Where the data below shows a picture, leave that picture out and copy the rest exactly.
[Record set]
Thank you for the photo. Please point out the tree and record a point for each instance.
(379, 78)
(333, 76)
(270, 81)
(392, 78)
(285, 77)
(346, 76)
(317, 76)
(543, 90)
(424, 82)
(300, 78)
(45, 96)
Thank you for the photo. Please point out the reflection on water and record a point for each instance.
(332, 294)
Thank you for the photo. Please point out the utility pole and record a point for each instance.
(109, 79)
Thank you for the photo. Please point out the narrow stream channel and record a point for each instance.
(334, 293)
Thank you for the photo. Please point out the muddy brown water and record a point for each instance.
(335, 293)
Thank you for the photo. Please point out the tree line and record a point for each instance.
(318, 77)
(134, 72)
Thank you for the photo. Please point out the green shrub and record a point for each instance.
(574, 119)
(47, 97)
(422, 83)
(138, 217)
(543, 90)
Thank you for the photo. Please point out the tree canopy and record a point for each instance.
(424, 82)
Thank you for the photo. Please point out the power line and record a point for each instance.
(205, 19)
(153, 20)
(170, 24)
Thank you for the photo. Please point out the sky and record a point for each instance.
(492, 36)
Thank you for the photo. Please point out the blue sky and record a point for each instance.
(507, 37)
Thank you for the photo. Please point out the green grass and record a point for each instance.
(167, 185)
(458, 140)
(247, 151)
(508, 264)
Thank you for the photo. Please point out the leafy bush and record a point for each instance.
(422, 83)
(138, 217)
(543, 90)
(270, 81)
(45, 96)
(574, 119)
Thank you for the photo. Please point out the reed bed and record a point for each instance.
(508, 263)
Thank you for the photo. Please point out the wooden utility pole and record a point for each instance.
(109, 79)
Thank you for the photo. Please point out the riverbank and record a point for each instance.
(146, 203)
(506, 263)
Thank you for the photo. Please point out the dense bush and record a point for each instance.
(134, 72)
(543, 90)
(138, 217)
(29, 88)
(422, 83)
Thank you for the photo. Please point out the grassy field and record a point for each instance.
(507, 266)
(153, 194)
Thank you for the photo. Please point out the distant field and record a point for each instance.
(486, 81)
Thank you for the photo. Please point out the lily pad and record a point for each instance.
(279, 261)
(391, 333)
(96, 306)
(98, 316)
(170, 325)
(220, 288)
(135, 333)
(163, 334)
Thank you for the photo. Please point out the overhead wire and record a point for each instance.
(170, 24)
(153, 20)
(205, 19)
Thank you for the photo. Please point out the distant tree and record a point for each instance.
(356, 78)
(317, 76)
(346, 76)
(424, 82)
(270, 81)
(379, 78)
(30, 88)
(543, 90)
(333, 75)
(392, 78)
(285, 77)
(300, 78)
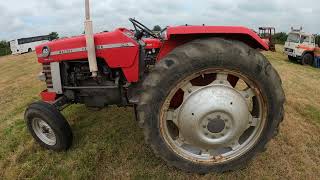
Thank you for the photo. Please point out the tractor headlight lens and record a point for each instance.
(45, 51)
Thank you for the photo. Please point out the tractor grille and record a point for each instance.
(47, 72)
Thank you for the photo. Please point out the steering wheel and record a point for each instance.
(137, 25)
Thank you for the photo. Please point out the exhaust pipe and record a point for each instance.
(91, 49)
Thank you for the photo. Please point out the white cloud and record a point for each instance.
(33, 17)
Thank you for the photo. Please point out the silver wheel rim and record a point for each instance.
(217, 122)
(44, 132)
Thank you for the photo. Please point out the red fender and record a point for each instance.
(179, 35)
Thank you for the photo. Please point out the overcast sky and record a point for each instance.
(24, 18)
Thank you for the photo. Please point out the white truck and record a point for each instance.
(24, 45)
(300, 47)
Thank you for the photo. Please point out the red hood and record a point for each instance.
(152, 43)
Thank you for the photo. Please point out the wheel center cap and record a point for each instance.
(213, 116)
(216, 125)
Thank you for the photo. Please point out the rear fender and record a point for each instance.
(177, 36)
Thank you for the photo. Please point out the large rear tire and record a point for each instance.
(48, 127)
(194, 114)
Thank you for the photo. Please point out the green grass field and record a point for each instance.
(108, 144)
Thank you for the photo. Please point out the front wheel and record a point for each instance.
(48, 127)
(211, 105)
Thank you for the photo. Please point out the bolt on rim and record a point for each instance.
(44, 132)
(213, 116)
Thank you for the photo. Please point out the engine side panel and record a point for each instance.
(179, 35)
(117, 48)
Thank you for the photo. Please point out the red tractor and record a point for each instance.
(205, 96)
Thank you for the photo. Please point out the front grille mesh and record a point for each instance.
(47, 71)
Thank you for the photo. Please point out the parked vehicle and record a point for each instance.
(24, 45)
(300, 47)
(208, 100)
(266, 33)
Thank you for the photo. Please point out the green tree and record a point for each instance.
(157, 28)
(53, 36)
(318, 40)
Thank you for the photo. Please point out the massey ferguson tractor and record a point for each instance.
(266, 34)
(205, 97)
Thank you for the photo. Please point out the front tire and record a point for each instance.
(210, 69)
(48, 127)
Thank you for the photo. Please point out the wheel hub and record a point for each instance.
(216, 125)
(213, 116)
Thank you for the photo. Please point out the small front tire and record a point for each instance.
(48, 127)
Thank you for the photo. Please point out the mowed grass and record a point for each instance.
(108, 144)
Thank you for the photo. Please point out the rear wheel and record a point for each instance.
(210, 105)
(307, 59)
(48, 127)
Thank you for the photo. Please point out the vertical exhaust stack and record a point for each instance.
(91, 49)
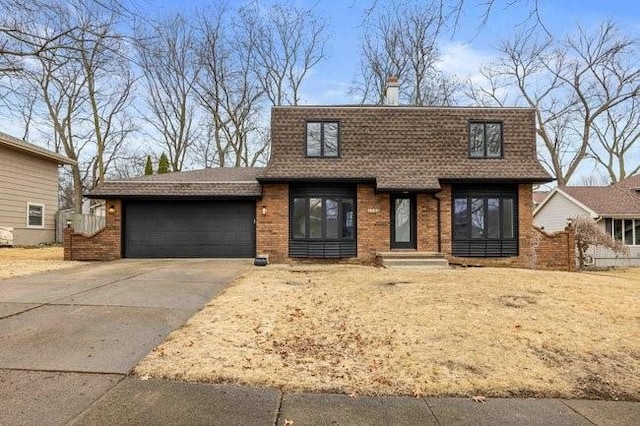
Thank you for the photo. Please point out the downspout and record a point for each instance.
(436, 196)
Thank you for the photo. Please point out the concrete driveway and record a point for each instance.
(68, 336)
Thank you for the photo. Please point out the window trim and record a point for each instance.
(484, 246)
(42, 206)
(484, 123)
(323, 203)
(609, 222)
(322, 145)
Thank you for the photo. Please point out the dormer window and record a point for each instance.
(322, 139)
(485, 139)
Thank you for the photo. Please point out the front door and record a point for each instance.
(403, 221)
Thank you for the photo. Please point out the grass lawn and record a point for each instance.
(462, 332)
(17, 261)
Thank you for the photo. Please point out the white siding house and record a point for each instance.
(615, 208)
(28, 192)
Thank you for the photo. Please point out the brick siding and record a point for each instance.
(536, 249)
(105, 244)
(272, 229)
(556, 251)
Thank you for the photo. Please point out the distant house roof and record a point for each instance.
(403, 148)
(20, 145)
(622, 198)
(212, 182)
(539, 196)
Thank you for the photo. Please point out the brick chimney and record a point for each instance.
(393, 91)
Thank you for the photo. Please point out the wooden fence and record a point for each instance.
(82, 223)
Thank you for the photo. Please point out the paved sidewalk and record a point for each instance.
(69, 338)
(155, 402)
[/Record set]
• Solution for this problem
Thank you for the photo. Please point out the tree and record a point for each instance.
(379, 78)
(333, 76)
(270, 81)
(392, 78)
(285, 77)
(346, 76)
(317, 76)
(543, 90)
(424, 82)
(300, 78)
(45, 96)
Thank you for the photo. Please point out the reflection on water and record a point for each instance.
(332, 294)
Thank you for the photo. Please point out the utility pole and record a point for each instance.
(109, 79)
Thank you for the photo. Please point out the narrow stream channel and record a point for each instance.
(334, 293)
Thank you for the photo. Please point out the muddy brown water and record a point for each instance.
(335, 293)
Thank you for the photo. Please point out the tree line and record a point for each instance.
(318, 77)
(134, 72)
Thank you for the photo. Please point out the green shrub and record a point for each instance.
(574, 119)
(47, 97)
(422, 83)
(138, 217)
(543, 90)
Thank you for the photo. Please point out the tree canopy and record a point for each instance.
(424, 82)
Thank you for the photo. Please point out the power line and record a point for each instance.
(205, 19)
(153, 20)
(170, 24)
Thank you for the photo. Please point out the sky and record a point for each instance.
(492, 36)
Thank you for the photo. Please point out the blue sky and record a point for each instance.
(507, 37)
Thank you for the photo. Please point out the green grass and record a point for each instance.
(167, 185)
(458, 140)
(247, 151)
(508, 264)
Thank you for the photo. Please point out the leafy bush and record a point for each instance.
(422, 83)
(138, 217)
(543, 90)
(270, 81)
(45, 96)
(574, 119)
Thank you for the photo. Please point out the reed bed and record a point for each instance.
(508, 263)
Thank you for the photo. Please point out the wooden utility pole and record a point for each instance.
(109, 79)
Thank you for the photo. Please point out the riverbank and record a point for each instance.
(146, 203)
(506, 263)
Thank you for the photo. Please point out the dense bush and record a point for each instance.
(134, 72)
(543, 90)
(138, 217)
(29, 88)
(422, 83)
Thank you for the photo. Please point out the grassy field and record a point for each instance.
(507, 266)
(153, 194)
Thank you for the photo. Please point out the distant field and record a point for each instance.
(486, 81)
Thank you for the photo. Please point out the lily pad and record a point for each instance.
(279, 261)
(391, 333)
(96, 306)
(98, 316)
(170, 325)
(220, 288)
(135, 333)
(163, 334)
Thank you for the photo. Please point out the overhead wire and record a point for each instance.
(170, 24)
(153, 20)
(205, 19)
Thank you for the photo. Please point out the distant tree and record a point for each instance.
(356, 78)
(317, 76)
(346, 76)
(424, 82)
(270, 81)
(379, 78)
(30, 88)
(543, 90)
(333, 75)
(392, 78)
(285, 77)
(300, 78)
Thank you for the photo. Please point out the tractor headlight lens and record a point for each instance.
(45, 51)
Thank you for the photo. Please point out the tractor grille and record a point for each instance.
(47, 72)
Thank you for the photo. Please point out the steering wheel and record a point for each instance.
(137, 25)
Thank you for the photo. Please point out the exhaust pipe and record a point for each instance.
(91, 49)
Thank you for the photo. Please point out the white cloud and record a point for each instance.
(33, 17)
Thank you for the photo. Please point out the silver wheel rim and record a point for each instance.
(217, 122)
(44, 132)
Thank you for the photo. Please point out the red fender and record a point for each instance.
(179, 35)
Thank you for the photo. Please point out the overcast sky and record a point for each instance.
(24, 18)
Thank you for the photo. Please point out the white truck and record a point for each instance.
(24, 45)
(300, 47)
Thank you for the photo. Please point out the red hood and record a point for each instance.
(152, 43)
Thank you for the photo. Please point out the wheel center cap and record a point for each instance.
(213, 116)
(216, 125)
Thank you for the photo. Please point out the rear fender and record a point for each instance.
(177, 36)
Thank you for the photo. Please point out the large rear tire and record a point for each instance.
(48, 127)
(194, 114)
Thank you for the photo. Please point out the green grass field and record a point for each instance.
(108, 144)
Thank you for the photo. Please point out the front wheel and record a point for each instance.
(48, 127)
(211, 105)
Thank you for the photo. Please point out the bolt on rim and record a point for each instance.
(44, 132)
(213, 116)
Thank you for the photo. Please point out the engine side panel and record a point for each instance.
(179, 35)
(117, 48)
Thank you for the photo. Please point out the red tractor and record a point for each instance.
(205, 96)
Thank you for the photo. Please point out the front grille mesh and record a point for each instance.
(47, 71)
Thank you for the photo. Please point out the parked vehicle and record a point for each instance.
(24, 45)
(300, 47)
(208, 100)
(266, 33)
Thank you for the photo. Please point out the green tree and record a point for each instance.
(157, 28)
(53, 36)
(318, 40)
Thank you for the photo. Please point out the massey ferguson tractor and record a point for each instance.
(266, 34)
(205, 97)
Thank you for the photo. Please point out the front tire and record a point for each instance.
(210, 69)
(48, 127)
Thank you for the photo. Please point out the wheel hub and record a point for each instance.
(216, 125)
(213, 116)
Thank you for the photo. Please point out the small front tire and record a point for each instance.
(48, 127)
Thank you for the photo. Please point out the mowed grass and record a point for each instance.
(108, 144)
Thank you for the photo. Please point out the rear wheel and record a point for each instance.
(210, 105)
(307, 59)
(48, 127)
Thank you for the photo. Please point out the vertical exhaust stack and record a point for each instance.
(91, 49)
Thank you for the photo. Please point out the downspout and record a point for each instance.
(436, 196)
Thank you for the photo. Please point out the concrete driveway and record a point for each instance.
(68, 336)
Thank you for the photo. Please point out the window trim and record a point for each instance.
(484, 246)
(42, 206)
(484, 123)
(323, 203)
(609, 222)
(322, 145)
Thank you for the photo. Please point out the dormer window and record a point for each instance.
(322, 139)
(485, 139)
Thank you for the photo. Please point out the front door and record a point for each instance.
(403, 221)
Thank you for the photo. Please point out the grass lawn and record a point for each instance.
(462, 332)
(17, 261)
Thank you for the photo. Please point out the white siding house and record a point for each instance.
(615, 208)
(28, 192)
Thank you for the photo. Please point out the brick siding and record a point for each instance.
(536, 249)
(105, 244)
(272, 229)
(556, 251)
Thank you for the photo. Please point out the distant house roof and record a point for each instance.
(403, 148)
(20, 145)
(622, 198)
(212, 182)
(539, 196)
Thank you for the photo. Please point out the brick chimney and record a point for each instance.
(393, 91)
Thank you for the photo. Please point out the wooden fence and record a point for each instance.
(82, 223)
Thank you for the photo. Please point out the paved sidewalk and record a point for each instance.
(69, 338)
(155, 402)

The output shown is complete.